* TASK TO COMPLETE *
Make an exact copy of all the entries, with the pictures left out.

* DATA UNDER STUDY *
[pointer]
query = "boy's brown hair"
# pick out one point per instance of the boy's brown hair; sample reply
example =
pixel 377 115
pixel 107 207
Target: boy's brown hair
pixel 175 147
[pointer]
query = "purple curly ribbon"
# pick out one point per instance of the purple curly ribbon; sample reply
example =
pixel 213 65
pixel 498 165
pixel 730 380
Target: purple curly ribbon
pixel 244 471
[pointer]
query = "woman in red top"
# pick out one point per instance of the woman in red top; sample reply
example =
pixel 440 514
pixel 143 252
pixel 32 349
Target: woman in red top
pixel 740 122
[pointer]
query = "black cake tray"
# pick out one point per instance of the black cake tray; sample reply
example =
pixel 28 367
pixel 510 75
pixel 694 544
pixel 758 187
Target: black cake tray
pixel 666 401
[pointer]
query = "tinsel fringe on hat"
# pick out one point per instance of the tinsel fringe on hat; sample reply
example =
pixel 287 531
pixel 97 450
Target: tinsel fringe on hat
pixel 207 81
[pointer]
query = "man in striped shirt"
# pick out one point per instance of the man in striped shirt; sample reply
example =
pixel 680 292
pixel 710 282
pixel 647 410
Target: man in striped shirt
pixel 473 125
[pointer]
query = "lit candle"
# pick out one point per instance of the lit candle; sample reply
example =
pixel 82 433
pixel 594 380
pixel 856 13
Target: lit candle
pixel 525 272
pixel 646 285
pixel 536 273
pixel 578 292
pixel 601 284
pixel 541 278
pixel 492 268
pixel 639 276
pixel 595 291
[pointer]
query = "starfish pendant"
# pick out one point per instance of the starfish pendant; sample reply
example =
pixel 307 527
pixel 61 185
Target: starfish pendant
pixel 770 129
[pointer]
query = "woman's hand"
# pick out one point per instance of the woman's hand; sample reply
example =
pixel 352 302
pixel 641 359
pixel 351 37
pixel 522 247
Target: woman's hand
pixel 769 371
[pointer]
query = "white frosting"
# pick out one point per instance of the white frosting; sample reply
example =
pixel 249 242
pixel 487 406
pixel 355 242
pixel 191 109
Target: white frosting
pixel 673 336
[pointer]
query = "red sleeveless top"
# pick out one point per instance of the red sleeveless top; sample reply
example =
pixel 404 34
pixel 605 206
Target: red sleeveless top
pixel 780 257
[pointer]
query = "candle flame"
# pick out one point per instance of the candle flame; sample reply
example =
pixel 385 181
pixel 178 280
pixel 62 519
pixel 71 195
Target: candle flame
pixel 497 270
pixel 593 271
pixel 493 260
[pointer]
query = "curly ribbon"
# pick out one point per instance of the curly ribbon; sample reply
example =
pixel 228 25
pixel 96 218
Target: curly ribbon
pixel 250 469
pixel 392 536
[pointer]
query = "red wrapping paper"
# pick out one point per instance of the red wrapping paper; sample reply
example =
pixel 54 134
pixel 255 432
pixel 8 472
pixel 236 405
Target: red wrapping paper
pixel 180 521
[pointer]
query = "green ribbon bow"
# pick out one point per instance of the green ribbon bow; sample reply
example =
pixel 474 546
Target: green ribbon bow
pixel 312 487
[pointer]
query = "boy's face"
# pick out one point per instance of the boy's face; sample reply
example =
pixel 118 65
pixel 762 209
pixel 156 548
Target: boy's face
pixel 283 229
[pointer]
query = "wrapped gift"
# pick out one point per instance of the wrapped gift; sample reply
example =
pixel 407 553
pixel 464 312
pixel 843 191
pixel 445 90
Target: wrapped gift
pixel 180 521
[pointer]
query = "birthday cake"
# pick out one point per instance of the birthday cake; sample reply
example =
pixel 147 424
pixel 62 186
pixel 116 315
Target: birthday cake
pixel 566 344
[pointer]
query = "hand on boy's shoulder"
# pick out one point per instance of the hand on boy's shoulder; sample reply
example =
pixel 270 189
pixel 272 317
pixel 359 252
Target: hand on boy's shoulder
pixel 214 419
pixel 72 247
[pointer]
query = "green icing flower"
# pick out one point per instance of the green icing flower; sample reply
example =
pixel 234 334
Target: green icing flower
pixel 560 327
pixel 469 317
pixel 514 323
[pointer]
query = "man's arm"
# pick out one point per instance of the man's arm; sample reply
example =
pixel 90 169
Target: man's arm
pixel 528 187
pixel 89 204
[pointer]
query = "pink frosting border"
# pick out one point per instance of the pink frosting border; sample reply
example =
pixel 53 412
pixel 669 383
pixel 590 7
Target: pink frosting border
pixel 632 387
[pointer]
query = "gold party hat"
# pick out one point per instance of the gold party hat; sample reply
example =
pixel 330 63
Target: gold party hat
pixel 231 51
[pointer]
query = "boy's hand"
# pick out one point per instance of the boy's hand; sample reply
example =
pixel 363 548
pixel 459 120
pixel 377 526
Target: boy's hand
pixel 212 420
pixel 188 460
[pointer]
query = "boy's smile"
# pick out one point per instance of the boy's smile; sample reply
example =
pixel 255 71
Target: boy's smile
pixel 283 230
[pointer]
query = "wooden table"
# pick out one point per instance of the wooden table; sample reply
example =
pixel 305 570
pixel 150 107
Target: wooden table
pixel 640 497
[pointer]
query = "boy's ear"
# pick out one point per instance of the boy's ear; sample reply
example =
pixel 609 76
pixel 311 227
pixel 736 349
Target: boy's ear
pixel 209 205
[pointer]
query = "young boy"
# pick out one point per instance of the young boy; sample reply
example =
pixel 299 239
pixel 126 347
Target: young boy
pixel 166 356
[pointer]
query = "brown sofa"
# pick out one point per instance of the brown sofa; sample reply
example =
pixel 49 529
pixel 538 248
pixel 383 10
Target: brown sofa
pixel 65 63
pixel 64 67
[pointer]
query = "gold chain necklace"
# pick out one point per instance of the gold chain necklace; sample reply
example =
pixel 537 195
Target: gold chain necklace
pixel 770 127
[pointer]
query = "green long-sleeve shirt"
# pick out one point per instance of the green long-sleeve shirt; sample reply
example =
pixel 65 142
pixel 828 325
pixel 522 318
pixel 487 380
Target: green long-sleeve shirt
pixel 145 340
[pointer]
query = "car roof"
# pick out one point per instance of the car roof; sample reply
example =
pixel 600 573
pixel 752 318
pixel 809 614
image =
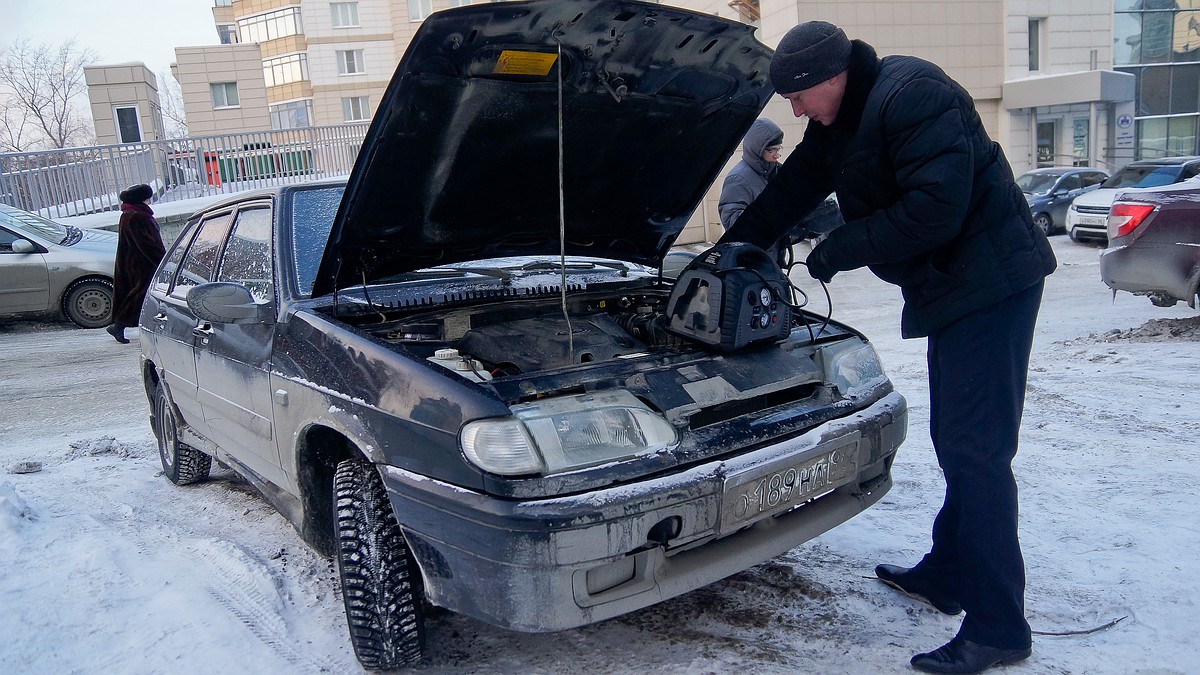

* TASK ANSWER *
[pointer]
query = "boy's brown hair"
# pick out one point per instance of the boy's brown hair; sample reply
example =
pixel 377 115
pixel 107 207
Target: boy's brown hair
pixel 175 147
[pointer]
query = "purple curly ribbon"
# pick out one point per instance of the purple curly ribbon; sample reply
example =
pixel 213 65
pixel 498 165
pixel 730 380
Target: purple curly ribbon
pixel 244 471
[pointer]
query = "woman in red top"
# pick out one point per instance of the woman in red top; sample reply
example =
pixel 440 514
pixel 143 252
pixel 32 349
Target: woman in red top
pixel 740 122
[pointer]
query = "black cake tray"
# pick out one point per instance of the black cake tray; sample reply
example =
pixel 28 367
pixel 510 75
pixel 694 544
pixel 758 187
Target: black cake tray
pixel 666 401
[pointer]
query = "tinsel fringe on hat"
# pick out one point per instance of the tinsel fringe on hat; sample reply
example =
pixel 287 531
pixel 97 450
Target: tinsel fringe on hat
pixel 207 81
[pointer]
query = "man in striped shirt"
# pick out one point per instance of the man in striped shirt; sample reply
example =
pixel 680 292
pixel 710 282
pixel 647 410
Target: man in striped shirt
pixel 473 125
[pointer]
query = "lit candle"
# pick out one point per instance of the lit candle; sample reply
example =
pixel 82 433
pixel 594 380
pixel 856 13
Target: lit candle
pixel 525 272
pixel 646 285
pixel 536 273
pixel 578 292
pixel 601 284
pixel 541 278
pixel 492 268
pixel 639 276
pixel 595 291
[pointer]
query = "starfish pendant"
# pick out one point per instance of the starfish pendant; sample reply
example =
pixel 307 527
pixel 61 185
Target: starfish pendant
pixel 770 129
[pointer]
query = "woman's hand"
# pick out one point per instance of the woman's hand; sample reply
example =
pixel 352 302
pixel 641 359
pixel 351 37
pixel 522 247
Target: woman's hand
pixel 769 371
[pointer]
query = "white frosting"
# pick out one point per instance of the white frosting; sample reply
example =
pixel 249 242
pixel 487 406
pixel 355 242
pixel 191 109
Target: white frosting
pixel 673 336
[pointer]
query = "red sleeveless top"
# pick out one point per instance of the red sleeveless top; sample reply
example =
pixel 404 34
pixel 605 206
Target: red sleeveless top
pixel 780 257
[pointer]
query = "candle flame"
# pick out one point per instance of the candle flame; sample reply
example =
pixel 385 181
pixel 178 280
pixel 62 519
pixel 71 195
Target: candle flame
pixel 497 270
pixel 593 271
pixel 493 260
[pointer]
query = "curly ribbon"
# pick out one point per instance of the curly ribbon; sample reply
example =
pixel 228 25
pixel 96 218
Target: curly ribbon
pixel 250 469
pixel 392 536
[pointer]
query = "red wrapping paper"
# pick out one point per instance of the red wrapping paper; sample reply
example =
pixel 54 134
pixel 255 432
pixel 8 472
pixel 236 405
Target: red wrapping paper
pixel 180 521
[pointer]
query = "green ribbon bow"
# pick out one point per instance of the green ribbon bow; sample reply
example =
pixel 474 546
Target: green ribbon bow
pixel 312 487
[pointer]
query = "boy's face"
# pick out one point per instance of the boy's face; sample reply
example =
pixel 118 65
pixel 762 209
pixel 156 548
Target: boy's face
pixel 283 229
[pointer]
query = "wrapped gift"
# pick out one point per instance of the wrapped gift; sample reply
example =
pixel 407 553
pixel 464 312
pixel 843 191
pixel 445 90
Target: wrapped gift
pixel 180 521
[pointer]
query = "birthday cake"
# pick out one point per instance of the birthday cake; sample reply
example =
pixel 147 424
pixel 62 186
pixel 116 315
Target: birthday cake
pixel 566 344
[pointer]
query = "hand on boy's shoulder"
# pick out one point per instance of the hand on boy's shoulder; sample reply
example =
pixel 270 189
pixel 272 317
pixel 359 252
Target: hand on boy's shoulder
pixel 214 419
pixel 72 247
[pointer]
query = "green icing flower"
# pick out one point per instance of the green icing flower; sample reply
example =
pixel 234 334
Target: green icing flower
pixel 560 327
pixel 469 317
pixel 514 323
[pointer]
query = "man's arm"
# pick out one point per instance of the man's arm; sample reply
example =
pixel 90 169
Target: man's arm
pixel 528 187
pixel 89 204
[pointer]
query = "pink frosting border"
# pick out one point per instance of the pink frosting border; sample reply
example =
pixel 53 412
pixel 669 383
pixel 590 7
Target: pink frosting border
pixel 632 387
[pointer]
query = "gold party hat"
# pick out one point per instance of the gold party hat; sample reply
example =
pixel 330 63
Target: gold party hat
pixel 231 51
[pointer]
query = "boy's hand"
# pick out one point per instance of the boy's hand; sample reply
example =
pixel 363 548
pixel 459 120
pixel 377 526
Target: boy's hand
pixel 212 420
pixel 188 460
[pointer]
query = "boy's smile"
# pick out one point per instance of the boy's smile; sample reply
example =
pixel 255 71
Target: boy's smile
pixel 283 230
[pointer]
query = "wooden table"
# pick out one point per instance of the wooden table; sample reply
example =
pixel 305 570
pixel 150 107
Target: wooden table
pixel 640 497
[pointer]
query = "boy's ear"
# pick out one point per instance of the boy's ear; sample reply
example =
pixel 609 76
pixel 311 227
pixel 736 349
Target: boy's ear
pixel 209 205
[pointer]
query = "young boy"
# pick out one point per instance of the young boy; sample reply
example =
pixel 299 239
pixel 126 347
Target: young boy
pixel 166 356
[pointer]
query = "brown sofa"
# pick out one point per instance of the brown sofa; sample reply
example =
pixel 49 529
pixel 538 248
pixel 383 10
Target: brown sofa
pixel 65 63
pixel 64 67
[pointer]
query = "gold chain necklace"
# pick out one point per instance of the gold chain necklace; sample reply
example =
pixel 537 195
Target: gold chain necklace
pixel 770 127
[pointer]
query = "green long-sleeve shirt"
# pick out one point per instance of the green long-sleeve shirt; sample reply
example =
pixel 65 142
pixel 828 325
pixel 522 318
pixel 487 380
Target: green long-sleeve shirt
pixel 145 340
[pointer]
query = "car roof"
# pick out one point per instance of the car roof; sample reply
example =
pixel 600 573
pixel 752 318
pixel 809 614
image =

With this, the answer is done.